**AUSGANGSTEXT:**
+ + + + +

Bundeskanzlerin Merkels Entschuldigung hat Grösse. Sie ist die erste und bislang einzige Politikerin, die sich ohne Wenn und Aber für Fehler entschuldigt hat. Bislang waren höchstens halbherzige Eingeständnisse für Fehler in der ersten Pandemiewelle zu hören gewesen, nicht aber für die viel entscheidenderen Versäumnisse seit letztem Oktober. Merkels Entschuldigung nimmt Druck von der Bundesregierung, insbesondere den Unionsparteien, die am stärksten in der Kritik stehen.

«Deutschland kann nicht Krise»

+ + + + +

**NUTZUNG DER INFORMATIONEN:**
• 1. Prüfen Sie, ob die folgenden Aussagen mit dem Text zu Merkels Entschuldigung übereinstimmen. Antworten Sie jeweils mit Ja oder Nein, und zitieren Sie die entscheidenden Worte des Textes wörtlich.
(a) Merkel ist die erste Politikerin, die sich ohne Wenn und Aber für Fehler entschuldigt hat.
(b) Für die Versäumnisse seit letztem Oktober hatte es schon vor Merkels Entschuldigung Eingeständnisse gegeben.
(c) Die Entschuldigung erhöht den Druck auf die Unionsparteien.
• 2. Fassen Sie den Text zu Merkels Entschuldigung in zwei Sätzen zusammen.
• 3. Setzen Sie den Text zu Merkels Entschuldigung im Anschluss an die Zwischenüberschrift „Deutschland kann nicht Krise“ fort.

+ + + + +

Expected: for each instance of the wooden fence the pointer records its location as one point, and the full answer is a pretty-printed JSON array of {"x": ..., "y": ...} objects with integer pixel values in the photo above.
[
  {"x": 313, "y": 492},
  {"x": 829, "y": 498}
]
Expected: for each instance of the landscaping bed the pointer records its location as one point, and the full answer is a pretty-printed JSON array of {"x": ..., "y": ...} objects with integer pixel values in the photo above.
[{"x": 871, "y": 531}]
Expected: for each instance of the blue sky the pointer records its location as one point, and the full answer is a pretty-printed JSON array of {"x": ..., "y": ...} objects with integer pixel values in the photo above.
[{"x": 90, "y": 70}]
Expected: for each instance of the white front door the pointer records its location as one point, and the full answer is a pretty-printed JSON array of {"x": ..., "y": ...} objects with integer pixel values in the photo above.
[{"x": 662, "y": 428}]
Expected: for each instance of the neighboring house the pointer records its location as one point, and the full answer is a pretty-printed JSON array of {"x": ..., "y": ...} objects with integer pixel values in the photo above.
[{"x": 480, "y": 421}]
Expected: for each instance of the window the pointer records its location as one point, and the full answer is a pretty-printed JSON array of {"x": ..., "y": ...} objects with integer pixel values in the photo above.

+ + + + +

**LÖSUNGEN DER AUFGABEN:**
• 1.
(a) Ja: „Sie ist die erste und bislang einzige Politikerin, die sich ohne Wenn und Aber für Fehler entschuldigt hat.“
(b) Nein: „nicht aber für die viel entscheidenderen Versäumnisse seit letztem Oktober“
(c) Nein: „Merkels Entschuldigung nimmt Druck von der Bundesregierung, insbesondere den Unionsparteien“

• 2. Bundeskanzlerin Merkel hat sich als erste und bislang einzige Politikerin ohne Wenn und Aber für Fehler entschuldigt, während zuvor nur halbherzige Eingeständnisse zu Fehlern in der ersten Pandemiewelle zu hören waren. Ihre Entschuldigung nimmt Druck von der Bundesregierung, insbesondere von den Unionsparteien, die am stärksten in der Kritik stehen.

• 3.
Die Begründung für das Einkassieren der Beschlüsse vom Montag gibt aber zu denken. Sie hat nichts mit Corona zu tun, sondern damit, dass die Massnahmen rechtlich kaum umsetzbar gewesen wären, wie die Kanzlerin ausführte. Sprich: Wer bezahlt die Feiertagszuschläge, wie wird die Lohnfortzahlung geregelt, wie sollen Hartz-IV-Empfänger einkaufen, wenn sie erst Ende des Monats ihre Sozialunterstützung ausbezahlt erhalten, am 1. April aber die Geschäfte geschlossen sein sollen? Und so weiter.

Es ist also die alltägliche, deutsche Friedensbürokratie, die den Shutdown verunmöglicht hat. Bezeichnenderweise seufzte unlängst der Chef des Berliner Büros des ZDF resigniert zur besten Sendezeit: «Vielleicht kann Deutschland nicht Krise».

Impfen und Schnelltesten funktioniert in weiten Teilen auch im Frühling 2021 noch viel zu wenig.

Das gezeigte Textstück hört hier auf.